* _DOCUMENT EXCERPT_:
+===+

Page 1 of 2

Searchables OCR's (Very good Solutions!!)

PostPosted: 2017-09-07 23:27
by bester69
Im very impressed with Google OCR engine, as it's incredibly fast and accurate :shock: , and the best thing we can use it in linux to get great results from thoses
blurry and small pictures than some ocrs doesnt always get accurate results.

I found out two ways:
1- Using Google docs:
- We upload a picture or a pdf file to GoogleDrive
- Open with google Docs --> It open the file in a doc with the text below.

2- My favourite, using GoogleKeep:
- Drag a picture or serveral pictures in a note or several notes apart
- Select "Grab text from image"
---------------

https://opensource.com/life/15/9/open-s ... ext-images
Google's Optical Character Recognition (OCR) software now works for over 248 world languages (including all the major South Asian languages). It's quite simple and easy to use, and can detect most languages with over 90% accuracy.

The technology extracts text from images, scans of printed text, and even handwriting, which means text can be extracted from pretty much any old books, manuscripts, or images.

Re: Google OCR Solution (Very good!!)

PostPosted: 2017-09-08 05:46
by debiman
OCR with 90% accuracy? meaning, every 10th character is wrong?
that's thick, even for the almighty google.
also, enjoy providing the beast with even more information.

Re: Google OCR Solution (Very good!!)

PostPosted: 2017-09-08 08:31
by bester69
debiman wrote:OCR with 90% accuracy? meaning, every 10th character is wrong?
that's thick, even for the almighty google.
also, enjoy providing the beast with even more information.


We cant stop it man!!, quantum D-wave its already here, and between CERN and that D-wave, who knows what future is coming. :? :? google information oscure uses should be the less to worry about.

We might even already been inside a Matrix, as Ive already noticed some weird things going on around me. :?
https://www.youtube.com/watch?v=uwl3h8l4NPI

Re: Google OCR Solution (Very good!!)

PostPosted: 2017-09-08 16:43
by bdtc1
aptitude search tesseract-ocr

Re: Google OCR Solution (Very good!!)

PostPosted: 2017-09-08 18:14
by Dai_trying
I gnerally use ocrfeeder, it works without submitting your work to google and in my (not so extensive) use it has been pretty accurate.

Re: Google OCR Solution (Very good!!)

PostPosted: 2017-09-08 18:56
by bester69
Dai_trying wrote:I gnerally use ocrfeeder, it works without submitting your work to google and in my (not so extensive) use it has been pretty accurate.


I use AbbyFinederX by using playonlinux (wine), It gets outstanding jobs. And i also Use tesseract with recollindex, for searches indexing within pictures and pdf's. It also do a great job.

Im loving now using GoogleKeep with Android and Chrome, you take a picture of a document and use it as a note by extracting the text and then removing the picture. Its reallt great! :D

-----------------------------
There are also some great Android Apps we can use for OCR's.
I found a good one out:
- Adobe SCan ---> It works Great.

+===+

* _SUPPLIED MATERIAL_:
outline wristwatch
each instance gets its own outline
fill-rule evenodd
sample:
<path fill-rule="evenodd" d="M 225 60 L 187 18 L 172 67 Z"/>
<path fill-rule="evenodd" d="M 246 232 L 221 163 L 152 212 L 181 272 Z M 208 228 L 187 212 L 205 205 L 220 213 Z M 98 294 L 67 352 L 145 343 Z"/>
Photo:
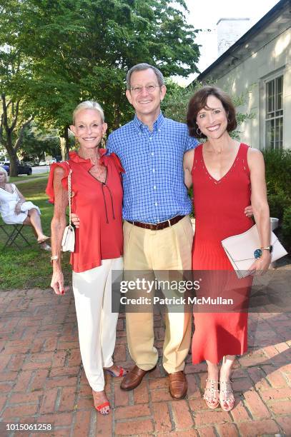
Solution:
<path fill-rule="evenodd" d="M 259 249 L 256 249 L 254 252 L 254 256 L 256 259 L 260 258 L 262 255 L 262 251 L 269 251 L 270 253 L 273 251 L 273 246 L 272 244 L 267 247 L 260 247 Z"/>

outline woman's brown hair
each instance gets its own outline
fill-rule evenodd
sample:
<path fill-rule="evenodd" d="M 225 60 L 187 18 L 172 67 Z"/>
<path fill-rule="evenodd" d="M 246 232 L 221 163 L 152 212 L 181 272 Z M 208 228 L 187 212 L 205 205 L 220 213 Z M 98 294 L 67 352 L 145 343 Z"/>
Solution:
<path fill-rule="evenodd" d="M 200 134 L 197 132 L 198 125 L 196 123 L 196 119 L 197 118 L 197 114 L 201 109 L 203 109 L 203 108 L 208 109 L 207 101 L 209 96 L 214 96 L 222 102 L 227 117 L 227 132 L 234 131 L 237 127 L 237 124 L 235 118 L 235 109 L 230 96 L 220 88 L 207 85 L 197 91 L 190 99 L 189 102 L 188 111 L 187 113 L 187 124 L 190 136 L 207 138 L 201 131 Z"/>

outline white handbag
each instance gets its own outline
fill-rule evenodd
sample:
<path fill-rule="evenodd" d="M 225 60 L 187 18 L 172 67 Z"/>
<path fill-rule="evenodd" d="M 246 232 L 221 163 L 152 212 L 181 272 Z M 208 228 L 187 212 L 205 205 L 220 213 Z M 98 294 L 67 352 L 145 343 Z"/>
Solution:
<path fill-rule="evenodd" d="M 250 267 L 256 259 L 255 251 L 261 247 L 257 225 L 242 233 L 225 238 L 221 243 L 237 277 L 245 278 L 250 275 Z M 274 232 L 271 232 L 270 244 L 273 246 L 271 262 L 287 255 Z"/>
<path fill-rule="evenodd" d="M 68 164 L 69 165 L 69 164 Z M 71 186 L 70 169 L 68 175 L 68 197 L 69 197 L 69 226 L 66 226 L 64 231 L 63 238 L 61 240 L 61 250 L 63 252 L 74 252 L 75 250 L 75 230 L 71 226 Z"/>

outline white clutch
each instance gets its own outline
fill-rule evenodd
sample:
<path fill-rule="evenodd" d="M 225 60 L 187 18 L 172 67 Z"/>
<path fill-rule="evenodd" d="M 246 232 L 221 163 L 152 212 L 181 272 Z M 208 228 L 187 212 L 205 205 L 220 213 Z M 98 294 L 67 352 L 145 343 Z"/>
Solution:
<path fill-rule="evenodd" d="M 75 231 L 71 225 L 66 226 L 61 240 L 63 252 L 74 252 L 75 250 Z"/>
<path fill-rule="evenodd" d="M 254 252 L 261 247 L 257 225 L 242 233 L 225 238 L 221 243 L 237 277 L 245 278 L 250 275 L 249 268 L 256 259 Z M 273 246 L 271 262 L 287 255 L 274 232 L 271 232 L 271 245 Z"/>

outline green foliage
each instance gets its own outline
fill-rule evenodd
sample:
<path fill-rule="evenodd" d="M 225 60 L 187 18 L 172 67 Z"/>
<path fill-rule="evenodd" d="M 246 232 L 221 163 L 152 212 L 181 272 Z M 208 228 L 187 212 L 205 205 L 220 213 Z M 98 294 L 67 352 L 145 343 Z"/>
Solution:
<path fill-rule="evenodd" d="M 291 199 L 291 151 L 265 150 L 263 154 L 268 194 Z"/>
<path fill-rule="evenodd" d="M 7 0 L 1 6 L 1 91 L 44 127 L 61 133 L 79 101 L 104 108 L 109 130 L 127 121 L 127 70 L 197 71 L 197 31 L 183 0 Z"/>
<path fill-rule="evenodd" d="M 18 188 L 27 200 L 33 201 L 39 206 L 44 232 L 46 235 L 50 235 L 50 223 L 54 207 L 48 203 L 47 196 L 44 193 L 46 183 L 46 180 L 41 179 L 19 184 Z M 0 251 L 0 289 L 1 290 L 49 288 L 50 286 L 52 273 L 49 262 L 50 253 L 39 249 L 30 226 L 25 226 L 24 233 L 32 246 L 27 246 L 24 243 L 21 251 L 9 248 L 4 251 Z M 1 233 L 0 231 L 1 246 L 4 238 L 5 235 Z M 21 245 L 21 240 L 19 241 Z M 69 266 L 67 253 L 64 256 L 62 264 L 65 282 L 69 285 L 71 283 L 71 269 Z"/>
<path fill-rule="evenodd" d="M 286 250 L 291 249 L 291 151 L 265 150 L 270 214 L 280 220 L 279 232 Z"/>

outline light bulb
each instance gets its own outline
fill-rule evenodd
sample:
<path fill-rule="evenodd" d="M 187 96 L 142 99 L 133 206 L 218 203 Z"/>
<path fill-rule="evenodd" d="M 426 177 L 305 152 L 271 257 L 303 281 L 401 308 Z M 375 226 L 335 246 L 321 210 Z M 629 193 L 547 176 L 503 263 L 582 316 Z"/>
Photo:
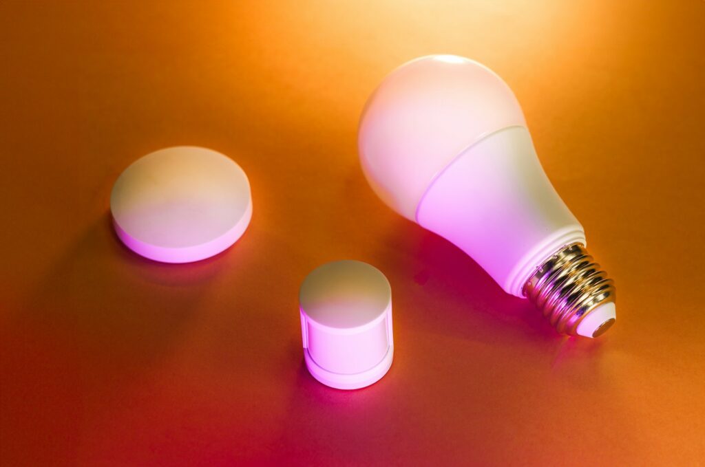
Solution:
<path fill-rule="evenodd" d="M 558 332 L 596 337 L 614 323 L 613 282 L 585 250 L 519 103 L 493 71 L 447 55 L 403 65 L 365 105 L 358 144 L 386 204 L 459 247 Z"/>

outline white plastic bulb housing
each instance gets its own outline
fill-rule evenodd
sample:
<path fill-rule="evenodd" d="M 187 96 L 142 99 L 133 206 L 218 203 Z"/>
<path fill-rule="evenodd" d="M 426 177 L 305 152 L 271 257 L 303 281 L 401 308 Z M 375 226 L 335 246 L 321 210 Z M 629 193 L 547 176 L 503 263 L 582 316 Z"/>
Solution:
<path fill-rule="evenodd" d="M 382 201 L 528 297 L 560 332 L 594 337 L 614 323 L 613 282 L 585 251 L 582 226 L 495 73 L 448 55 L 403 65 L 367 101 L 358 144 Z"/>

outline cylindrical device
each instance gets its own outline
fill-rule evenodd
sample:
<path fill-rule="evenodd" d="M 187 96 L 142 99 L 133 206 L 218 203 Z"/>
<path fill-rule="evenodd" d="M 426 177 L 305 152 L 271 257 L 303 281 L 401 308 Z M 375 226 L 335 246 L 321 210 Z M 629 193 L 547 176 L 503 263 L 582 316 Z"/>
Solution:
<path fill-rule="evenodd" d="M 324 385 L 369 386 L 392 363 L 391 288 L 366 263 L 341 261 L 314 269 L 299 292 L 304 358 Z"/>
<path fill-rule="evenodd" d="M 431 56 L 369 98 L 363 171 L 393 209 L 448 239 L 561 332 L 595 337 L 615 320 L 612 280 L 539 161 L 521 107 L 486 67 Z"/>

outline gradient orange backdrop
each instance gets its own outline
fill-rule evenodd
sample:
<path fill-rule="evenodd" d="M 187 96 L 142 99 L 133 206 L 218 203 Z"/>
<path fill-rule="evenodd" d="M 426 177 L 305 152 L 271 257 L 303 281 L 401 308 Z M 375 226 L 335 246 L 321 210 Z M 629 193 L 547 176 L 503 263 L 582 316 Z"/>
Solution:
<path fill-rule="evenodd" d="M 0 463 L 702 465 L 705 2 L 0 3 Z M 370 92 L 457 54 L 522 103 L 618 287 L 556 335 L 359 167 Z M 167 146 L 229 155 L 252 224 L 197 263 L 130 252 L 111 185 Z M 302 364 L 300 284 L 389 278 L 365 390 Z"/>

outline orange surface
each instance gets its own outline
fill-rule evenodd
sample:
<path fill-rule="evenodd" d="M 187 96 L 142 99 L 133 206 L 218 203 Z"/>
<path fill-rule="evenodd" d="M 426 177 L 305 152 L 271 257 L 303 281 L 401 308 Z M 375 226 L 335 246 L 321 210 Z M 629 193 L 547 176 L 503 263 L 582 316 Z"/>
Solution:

+===+

* _THE TASKS_:
a) Which users posted in the OCR forum thread? List each username once.
b) Print the part of the OCR forum thread between "2- My favourite, using" and "manuscripts, or images.", inclusive.
c) Proceed with the OCR forum thread from the point where it stops.

* _TASK-BY-TASK ANSWERS_:
a) bester69, debiman, bdtc1, Dai_trying

b)
2- My favourite, using GoogleKeep:
- Drag a picture or serveral pictures in a note or several notes apart
- Select "Grab text from image"
---------------

https://opensource.com/life/15/9/open-s ... ext-images
Google's Optical Character Recognition (OCR) software now works for over 248 world languages (including all the major South Asian languages). It's quite simple and easy to use, and can detect most languages with over 90% accuracy.

The technology extracts text from images, scans of printed text, and even handwriting, which means text can be extracted from pretty much any old books, manuscripts, or images.

c)
https://video.tv.adobe.com/v/18742t1/?autoplay=true
Image

It does a real OCR pdf's job; we can upload a scanning document to the cloud and then using Adobe Scan to get the ocr's pdf, and then download the job to our computer.

Re: Google OCR Solution (Very good!!)

PostPosted: 2017-09-08 20:52
by bester69
Here i leave a pdf's OCR document ive done with Adobe Scan, in just two minits,
You will see text its in background:
https://drive.google.com/open?id=0B-1Wr ... mY2N1g5azg


Steps to get done the OCR:
1- Create a folder and put inside all pictures (limitation 25 files per document)
pdftoppm -png -aa yes -r 300 document_forOCRscan.pdf outfile.png

2- Upload folder to GoogleDrive with all pictures

3- Goto Adobe Scan App,
- select GoogleDrive source-->Pick the Folder uploades--> Select All png files
- Save as PDF file

4- Merged All pdf files (AdobeScan limited to 25 pages per file in free version)
pdftk *.pdf cat output finaldoc.pdf

Done. :D

Re: Google OCR Solution (Very good!!)

PostPosted: 2017-09-08 21:09
by Dai_trying
It does sound very good, but I will stick to using my off-line version and retain some privacy on my data. :D

Re: Google OCR Solution (Very good!!)

PostPosted: 2017-09-08 21:17
by 4D696B65
Dai_trying wrote:It does sound very good, but I will stick to using my off-line version and retain some privacy on my data. :D

+1

Re: Google OCR Solution (Very good!!)

PostPosted: 2017-09-09 00:12
by bester69
4D696B65 wrote:
Dai_trying wrote:It does sound very good, but I will stick to using my off-line version and retain some privacy on my data. :D

+1


I downloaded a pdf ebook with no text from amule, and i used AdobeScan for OCR:
- It has limitiation to 25 pager per document, so i created folders of 25 pages then used ptftk to merged the resulted file.

Here, Check the proffessional result I got with AdobeScan, I uploaded a 25 pages file (limitation of free version):
https://drive.google.com/open?id=0B-1Wr ... UZTdjI2Zkk

8)

Re: Google OCR Solution (Very good!!)

PostPosted: 2017-09-09 00:21
by bester69
Dai_trying wrote:It does sound very good, but I will stick to using my off-line version and retain some privacy on my data. :D


Im afraid there is no linux/off-line version that gets text mapping OCR, and the app that i think try to maps text do an awfull job,in resumen linux still lacks an App with a mapping ocr's text.

Re: Google OCR Solution (Very good!!)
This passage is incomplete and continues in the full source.